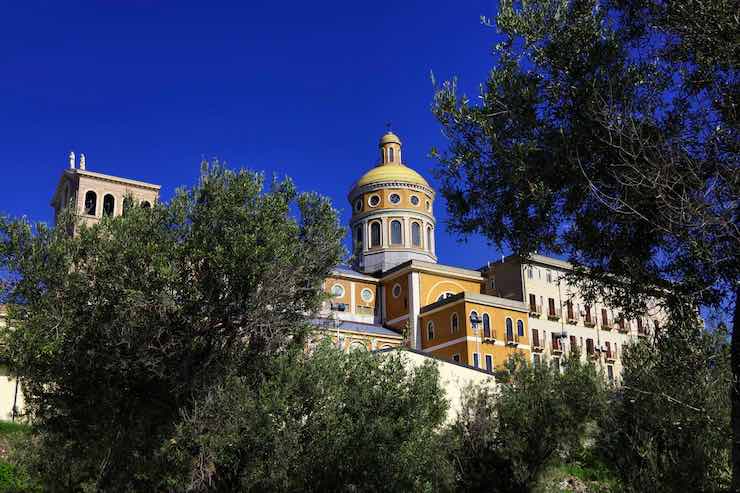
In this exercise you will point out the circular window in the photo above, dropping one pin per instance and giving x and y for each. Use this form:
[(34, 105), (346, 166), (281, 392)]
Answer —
[(396, 290), (366, 295), (337, 290)]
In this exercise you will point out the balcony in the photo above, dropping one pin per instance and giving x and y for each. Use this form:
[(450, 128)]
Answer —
[(535, 310), (553, 313), (490, 338)]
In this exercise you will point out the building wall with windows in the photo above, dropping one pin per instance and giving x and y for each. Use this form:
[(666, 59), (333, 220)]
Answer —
[(561, 320)]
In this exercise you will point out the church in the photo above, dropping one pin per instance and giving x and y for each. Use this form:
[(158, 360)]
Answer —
[(396, 294)]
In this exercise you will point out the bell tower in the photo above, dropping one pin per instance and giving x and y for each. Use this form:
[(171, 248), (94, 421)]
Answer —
[(92, 195)]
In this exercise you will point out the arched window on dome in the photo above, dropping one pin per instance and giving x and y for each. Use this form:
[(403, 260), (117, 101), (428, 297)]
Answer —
[(396, 233), (416, 234), (109, 205), (375, 234), (358, 237), (91, 203)]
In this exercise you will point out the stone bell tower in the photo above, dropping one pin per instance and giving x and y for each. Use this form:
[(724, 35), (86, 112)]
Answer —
[(392, 219)]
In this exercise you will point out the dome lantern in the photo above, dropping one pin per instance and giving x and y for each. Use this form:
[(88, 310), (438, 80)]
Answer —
[(390, 149)]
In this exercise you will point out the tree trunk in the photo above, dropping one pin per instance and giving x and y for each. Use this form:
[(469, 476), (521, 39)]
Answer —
[(735, 397)]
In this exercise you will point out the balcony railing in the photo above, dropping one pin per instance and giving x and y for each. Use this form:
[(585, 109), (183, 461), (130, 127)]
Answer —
[(535, 309), (553, 313), (339, 307)]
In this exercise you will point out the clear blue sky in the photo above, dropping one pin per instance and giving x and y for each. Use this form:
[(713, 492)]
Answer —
[(146, 89)]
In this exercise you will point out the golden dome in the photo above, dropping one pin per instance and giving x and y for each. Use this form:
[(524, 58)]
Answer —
[(391, 168), (391, 172)]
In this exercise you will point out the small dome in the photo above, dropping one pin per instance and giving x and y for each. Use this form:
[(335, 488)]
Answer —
[(390, 138), (392, 172)]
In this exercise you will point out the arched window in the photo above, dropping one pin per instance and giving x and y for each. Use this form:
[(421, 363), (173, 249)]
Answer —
[(444, 296), (416, 234), (396, 236), (375, 237), (91, 203), (357, 346), (109, 205), (128, 202), (358, 237)]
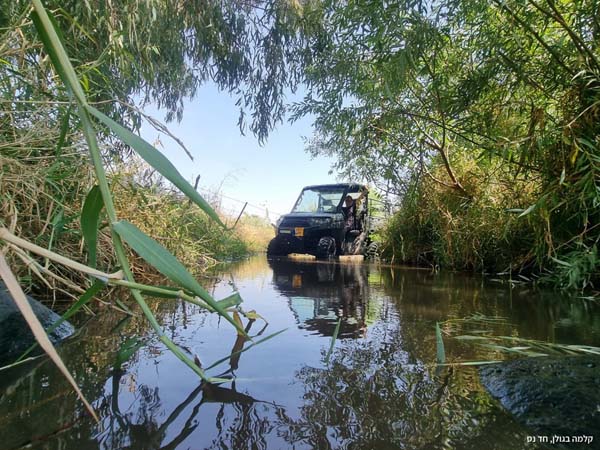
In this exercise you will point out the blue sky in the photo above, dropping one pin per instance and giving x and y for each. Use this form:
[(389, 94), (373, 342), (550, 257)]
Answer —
[(270, 176)]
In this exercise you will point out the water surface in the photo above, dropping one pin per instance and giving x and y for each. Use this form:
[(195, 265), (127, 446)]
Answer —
[(380, 390)]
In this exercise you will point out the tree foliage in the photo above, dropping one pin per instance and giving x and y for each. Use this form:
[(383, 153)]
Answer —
[(405, 92), (161, 51)]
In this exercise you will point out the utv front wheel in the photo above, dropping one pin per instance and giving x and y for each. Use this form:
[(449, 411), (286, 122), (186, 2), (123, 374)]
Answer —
[(326, 248)]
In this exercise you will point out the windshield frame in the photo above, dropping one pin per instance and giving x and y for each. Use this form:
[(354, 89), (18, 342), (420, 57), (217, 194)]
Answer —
[(319, 190)]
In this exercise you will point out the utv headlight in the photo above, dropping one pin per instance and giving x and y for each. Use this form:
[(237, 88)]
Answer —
[(320, 221)]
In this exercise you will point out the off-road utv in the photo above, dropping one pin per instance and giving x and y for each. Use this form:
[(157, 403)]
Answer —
[(322, 224)]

####################

• [EXERCISE PROMPT]
Render every one of the entries above as a JSON list of strings, one string per line, with blank lines omitted and the pictures left out.

• [ANSWER TO THE EXERCISE]
[
  "In this exercise you will point out the circular window in the photo above, dropping one pin per instance and giving x and y for each. Use this form:",
  "[(34, 105), (346, 166), (281, 392)]",
  "Answer —",
  "[(396, 290), (366, 295), (337, 290)]",
  "In this exercise you will point out the balcony in the photo above, dropping one pin per instance and giving x and y for each. Use this form:",
  "[(450, 128)]",
  "Answer —",
  "[(535, 310), (553, 313), (490, 338)]",
  "In this exercise you will point out the building wall with windows in the photo above, dropping one pin per instance and giving x and y for each. Use this form:",
  "[(666, 59), (333, 220)]",
  "Answer —",
  "[(561, 320)]",
  "In this exercise you will point out the church in the photo above, dropping one pin per instance and giving x and y for each. Use this form:",
  "[(158, 360)]",
  "Answer —",
  "[(396, 294)]",
  "In this exercise you will point out the bell tower in the photo above, dropping one pin per instance and giving x and y for each. Use this form:",
  "[(171, 248), (94, 421)]",
  "Answer —",
  "[(92, 195)]",
  "In this exercise you will point out the arched window on dome in the photo above, dropping one pin per instance and giving x and y for each. Use this form:",
  "[(403, 260), (117, 101), (428, 297)]",
  "Answer —",
  "[(396, 233), (416, 234), (109, 205), (375, 234), (358, 237), (91, 203)]",
  "In this exercise you will point out the stone bell tower in the photo above, dropping one pin per instance and giving x and y for each. Use this form:",
  "[(724, 35), (86, 112)]",
  "Answer —",
  "[(392, 219)]",
  "In this exercise you will point out the dome lantern in the photo above, dropping one pin per instance and giving x and y for each. Use this form:",
  "[(88, 310), (438, 80)]",
  "Answer —",
  "[(390, 149)]",
  "In this exercise you will point out the tree trunk in the photo above, dropping one pin per instance and giving x and y for each. Use this form:",
  "[(469, 476), (521, 39)]",
  "Answer —",
  "[(735, 397)]",
  "In this exercise you will point out the balcony railing in the photo above, dropping one pin per instance and giving x and y for each. Use this form:",
  "[(585, 109), (183, 461), (130, 127)]",
  "Answer —",
  "[(535, 309), (553, 313), (339, 307)]",
  "In this exercise you will point out the clear blue sky in the photo above, dropping one pin per instance and giving x and y for each. Use this form:",
  "[(713, 492)]",
  "Answer —",
  "[(146, 89)]",
  "In this exercise you will point out the golden dome in the photo above, dropping one pin per instance and giving x and y for each. Use this form:",
  "[(524, 58)]",
  "Answer —",
  "[(391, 168), (391, 172)]",
  "In this exercise you will point out the small dome in the photo above, dropping one pin per instance and giving x and y for each. Use this form:",
  "[(335, 488)]",
  "Answer —",
  "[(390, 138), (392, 172)]",
  "In this exercise you will point out the arched window in the photo above, dropping one pin per instance and giving x and y for each. Use this form:",
  "[(421, 363), (173, 249)]",
  "Answer —",
  "[(444, 296), (416, 234), (396, 236), (375, 237), (91, 203), (357, 346), (109, 205), (128, 202), (358, 237)]",
  "In this exercise you will point out the blue sky in the photo above, dropping one pin per instance and giving x and y for each. Use this form:",
  "[(389, 94), (373, 342), (550, 257)]",
  "Answer —",
  "[(270, 176)]",
  "In this exercise you will point out the water surface in the photo above, dropping one pin per instance and giving x and y for each. Use this form:",
  "[(195, 265), (127, 446)]",
  "Answer —",
  "[(380, 390)]",
  "In this exercise you will point out the tree foliage in the photo above, dropping one pin per instance and giving x and y for each. Use this form:",
  "[(383, 153)]",
  "Answer —",
  "[(405, 92), (161, 51)]",
  "In this exercise you will point out the utv front wheel in the photo above, dropping one pin per instance and giving x and y for each. Use this form:",
  "[(449, 411), (286, 122), (186, 2), (123, 374)]",
  "Answer —",
  "[(326, 248)]",
  "In this exercise you will point out the windshield frame in the photo above, dropping one pin per instance and giving x and y for each. Use this form:",
  "[(354, 89), (18, 342), (420, 57), (217, 194)]",
  "Answer —",
  "[(319, 190)]",
  "In this exercise you will point out the utv headlight in the photo above, dropping one pin per instance and giving x and y for each. Use this form:",
  "[(237, 88)]",
  "Answer —",
  "[(320, 221)]",
  "In this exercise you will point out the off-road utv in the photo above, dropping one pin per instance and giving x and y for each. Use this form:",
  "[(157, 403)]",
  "Answer —",
  "[(322, 224)]"
]